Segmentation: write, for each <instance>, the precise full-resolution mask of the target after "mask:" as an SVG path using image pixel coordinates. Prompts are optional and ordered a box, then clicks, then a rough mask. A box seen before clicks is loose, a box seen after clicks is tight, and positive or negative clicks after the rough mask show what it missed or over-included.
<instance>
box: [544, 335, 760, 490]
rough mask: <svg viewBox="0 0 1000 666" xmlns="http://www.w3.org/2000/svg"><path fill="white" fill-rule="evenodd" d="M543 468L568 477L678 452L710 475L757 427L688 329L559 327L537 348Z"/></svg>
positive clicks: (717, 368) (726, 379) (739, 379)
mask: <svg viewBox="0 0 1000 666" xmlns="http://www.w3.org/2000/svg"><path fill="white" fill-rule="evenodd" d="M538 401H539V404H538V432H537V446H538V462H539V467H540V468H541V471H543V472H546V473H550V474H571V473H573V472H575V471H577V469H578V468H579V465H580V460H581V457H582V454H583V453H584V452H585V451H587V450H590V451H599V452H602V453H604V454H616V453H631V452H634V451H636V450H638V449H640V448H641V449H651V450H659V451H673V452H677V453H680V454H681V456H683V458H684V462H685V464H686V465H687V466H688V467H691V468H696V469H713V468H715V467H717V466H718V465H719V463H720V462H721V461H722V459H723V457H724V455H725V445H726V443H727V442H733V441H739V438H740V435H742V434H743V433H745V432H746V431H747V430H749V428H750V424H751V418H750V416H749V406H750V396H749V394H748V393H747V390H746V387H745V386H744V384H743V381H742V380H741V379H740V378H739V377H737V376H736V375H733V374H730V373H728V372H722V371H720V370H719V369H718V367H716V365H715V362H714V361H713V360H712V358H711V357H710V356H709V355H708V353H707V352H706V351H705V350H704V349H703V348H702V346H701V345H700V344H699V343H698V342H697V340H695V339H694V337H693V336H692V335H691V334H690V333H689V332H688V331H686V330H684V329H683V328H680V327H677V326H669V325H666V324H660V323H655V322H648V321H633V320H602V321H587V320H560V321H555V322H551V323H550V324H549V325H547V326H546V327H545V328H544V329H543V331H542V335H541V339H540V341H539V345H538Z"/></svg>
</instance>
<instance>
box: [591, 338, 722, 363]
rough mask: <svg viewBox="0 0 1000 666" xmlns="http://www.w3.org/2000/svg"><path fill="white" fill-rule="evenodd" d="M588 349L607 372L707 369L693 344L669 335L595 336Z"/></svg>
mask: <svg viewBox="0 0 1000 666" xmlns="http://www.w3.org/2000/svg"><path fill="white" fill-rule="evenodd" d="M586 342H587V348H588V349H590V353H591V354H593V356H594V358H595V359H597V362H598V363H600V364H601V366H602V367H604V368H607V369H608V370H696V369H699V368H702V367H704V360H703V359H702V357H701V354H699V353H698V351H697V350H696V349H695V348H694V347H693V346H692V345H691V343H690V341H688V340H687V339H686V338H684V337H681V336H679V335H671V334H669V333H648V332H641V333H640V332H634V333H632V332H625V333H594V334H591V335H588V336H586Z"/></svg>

──────────────────────────────

→ Job item:
Output the full listing above verbatim, keeping every line unchanged.

→ Exercise answer:
Segmentation: write, for each <instance>, the precise full-resolution mask of the target after "mask:" as an SVG path using image pixel coordinates. Prompts are optional and ordered a box, then clicks, then a rough mask. A box seen before clicks is loose, a box seen after clicks is tight, and positive or negative clicks after the rough mask show what it missed or over-included.
<instance>
box: [544, 335, 760, 490]
rough mask: <svg viewBox="0 0 1000 666" xmlns="http://www.w3.org/2000/svg"><path fill="white" fill-rule="evenodd" d="M543 468L568 477L678 452L710 475L757 427L688 329L559 327L537 348Z"/></svg>
positive clicks: (717, 368) (726, 379) (739, 379)
mask: <svg viewBox="0 0 1000 666" xmlns="http://www.w3.org/2000/svg"><path fill="white" fill-rule="evenodd" d="M538 401H539V404H538V432H537V446H538V462H539V467H540V468H541V471H543V472H546V473H550V474H571V473H573V472H575V471H577V469H578V468H579V465H580V460H581V457H582V454H583V453H584V452H585V451H587V450H590V451H599V452H602V453H604V454H616V453H631V452H634V451H636V450H638V449H640V448H641V449H651V450H659V451H673V452H677V453H680V454H681V456H683V458H684V462H685V464H686V465H687V466H688V467H691V468H696V469H713V468H715V467H717V466H718V465H719V463H720V462H721V461H722V459H723V457H724V455H725V445H726V443H727V442H733V441H739V438H740V435H742V434H743V433H745V432H746V431H747V430H749V428H750V424H751V418H750V416H749V406H750V396H749V394H748V393H747V390H746V387H745V386H744V384H743V381H742V380H741V379H740V378H739V377H737V376H736V375H733V374H730V373H728V372H722V371H720V370H719V369H718V367H716V365H715V362H714V361H713V360H712V358H711V357H710V356H709V355H708V353H707V352H706V351H705V350H704V349H703V348H702V346H701V345H700V344H699V343H698V342H697V340H695V339H694V337H693V336H692V335H691V334H690V333H689V332H688V331H686V330H684V329H683V328H680V327H677V326H669V325H666V324H660V323H655V322H648V321H633V320H602V321H587V320H560V321H555V322H551V323H550V324H549V325H547V326H546V327H545V328H544V329H543V331H542V335H541V339H540V341H539V345H538Z"/></svg>
</instance>
<instance>
box: [591, 338, 722, 363]
rough mask: <svg viewBox="0 0 1000 666" xmlns="http://www.w3.org/2000/svg"><path fill="white" fill-rule="evenodd" d="M588 349L607 372L707 369L693 344L669 335L595 336Z"/></svg>
mask: <svg viewBox="0 0 1000 666" xmlns="http://www.w3.org/2000/svg"><path fill="white" fill-rule="evenodd" d="M586 342H587V348H588V349H590V353H591V354H593V356H594V358H595V359H597V362H598V363H600V364H601V366H602V367H604V368H607V369H608V370H696V369H699V368H702V367H704V360H703V359H702V357H701V354H699V353H698V351H697V350H696V349H695V348H694V347H693V346H692V345H691V343H690V341H688V340H687V339H686V338H684V337H681V336H679V335H671V334H669V333H648V332H641V333H640V332H634V333H632V332H625V333H594V334H591V335H588V336H586Z"/></svg>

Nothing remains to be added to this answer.